**Written exercise**
Write the lines below as a JSON list of strings, one string for each line, skipping blank lines. Leave the pictures out of the answer.

**Record list**
·····

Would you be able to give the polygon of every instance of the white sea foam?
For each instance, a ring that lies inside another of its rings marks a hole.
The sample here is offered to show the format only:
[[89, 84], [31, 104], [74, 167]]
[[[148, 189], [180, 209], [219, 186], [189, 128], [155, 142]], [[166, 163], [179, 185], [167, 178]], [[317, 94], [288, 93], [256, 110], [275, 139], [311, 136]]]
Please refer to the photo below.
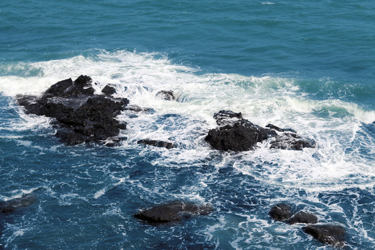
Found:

·····

**Finished task**
[
  "Would you be able to give the polygon of every instance of the white sea foam?",
  "For each instance, a ring that lies inside another of its rings marks a hole.",
  "The sample here is offered to show the format only:",
  "[[89, 84], [31, 104], [74, 167]]",
  "[[[148, 189], [180, 209], [219, 186], [189, 128], [155, 142]], [[166, 163], [179, 185], [167, 178]], [[317, 94], [288, 93], [256, 110], [275, 139], [311, 136]]]",
  "Please refer to the photo below.",
  "Found:"
]